**Excerto do texto**:
┌──
8) índices de produtividade (percentagens da produção-padrão, segundo a técnica regional miais vulgar e segundo a melhor técnica corrente).
9) Morfologia e génese dos solos.
10) Sumário (breve descrição da área e sua agricultura, utilização dos solos e (razões que a determinam, indicação geral do carácter dos solos, descrição breve dos perfis dos solos e suas relações com. a agricultura, nomes dos principais solos, suas características e suas influências na agricultura).
Há trinta anos que a Inglaterra realiza sólidos progressos no capítulo, interrompidos pela guerra e já retomados depois.
Lê-se, por sinal, num (recente relatório inglês estas palavras, onde o humour britânico veio dar realce a uma afirmação corajosa: «O facto de estarmos mais pobres só é razão para que gastemos mais dinheiro nas nossas cartas de solo; mais precisamos delas».
A França, por sua vez, adquiriu uma experiência notória nó assunto. Antes de se inclinar para o método americano, as sua próprias hesitações sobre o método a seguir ilustraram, com a proverbial clareza do país, os particulares de cada um dos processos tentados.
A Alemanha, depois de uma diligente prática interior, deu à matéria uma prova singular do seu interesse externo: mal invadiu a Polónia, a elaboração imediata de uma carta de solos figurou entre as suas primeiras realizações. Nada se podia perder. . .

IX

Portugal tem um lugar que o não deslustra na história das primeiras tentativas para a elaboração de uma carta de solos.
Basta cotejar as datas.
O primeiro trabalho de cartografia que vemos citado é o de Veselovski, publicado em 1851. Serviu de base à colonização de largas zonas e teve tal êxito que foi editado quatro vezes, a última das quais já por Dokutchaiev, em 1870, ou seja pelo fundador da ciência da pedologia. Quer dizer: esta quarta edição coincide com o verdadeiro início dos estudos cartográfico-pedológicos.
Só em 1899, isto é, trinta anos depois, Milton Whitney começou os seus trabalhos na América; a bem dizer, ainda foram precisos mais alguns anos - já debutara o século presente quando os Estados Unidos atingiram o nível das realizações europeias.
E interessante referir neste momento que em Portugal se começou a fazer cartografia dos solos dezassete anos antes da América. Em 1882, com efeito, Pedro Vítor da Costa Sequeira, presidente do conselho de agricultura do distrito de Beja, conseguiu iniciar estudos cartográficos de solos no nosso País, encarregando para esse efeito o capitão de infantaria Gerardo Augusto Pery da sua realização.
└──
**Dados disponíveis**:
┌──
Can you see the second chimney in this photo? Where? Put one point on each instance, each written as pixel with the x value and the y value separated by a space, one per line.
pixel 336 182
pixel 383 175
└──
**Ações a realizar**:
#1 Copie, por favor, um trecho do excerto sobre cartas de solos: comece nas palavras "Basta cotejar as" e pare depois de "das realizações europeias.".
#2 Segundo o excerto sobre cartas de solos, em que ano se iniciaram estudos cartográficos de solos em Portugal?
#3 Reescreva em forma de lista o parágrafo do excerto sobre cartas de solos que começa por "O primeiro trabalho de cartografia", mantendo os factos principais.
As linhas são material à parte, sem ligação ao excerto.

**Lista de respostas**:
#1
Basta cotejar as datas.
O primeiro trabalho de cartografia que vemos citado é o de Veselovski, publicado em 1851. Serviu de base à colonização de largas zonas e teve tal êxito que foi editado quatro vezes, a última das quais já por Dokutchaiev, em 1870, ou seja pelo fundador da ciência da pedologia. Quer dizer: esta quarta edição coincide com o verdadeiro início dos estudos cartográfico-pedológicos.
Só em 1899, isto é, trinta anos depois, Milton Whitney começou os seus trabalhos na América; a bem dizer, ainda foram precisos mais alguns anos - já debutara o século presente quando os Estados Unidos atingiram o nível das realizações europeias.

#2 Em 1882.

#3
- O primeiro trabalho de cartografia citado é o de Veselovski, publicado em 1851.
- Serviu de base à colonização de largas zonas.
- Teve tanto êxito que foi editado quatro vezes.
- A última edição, de 1870, foi feita por Dokutchaiev, fundador da ciência da pedologia.
- Essa quarta edição coincide com o verdadeiro início dos estudos cartográfico-pedológicos.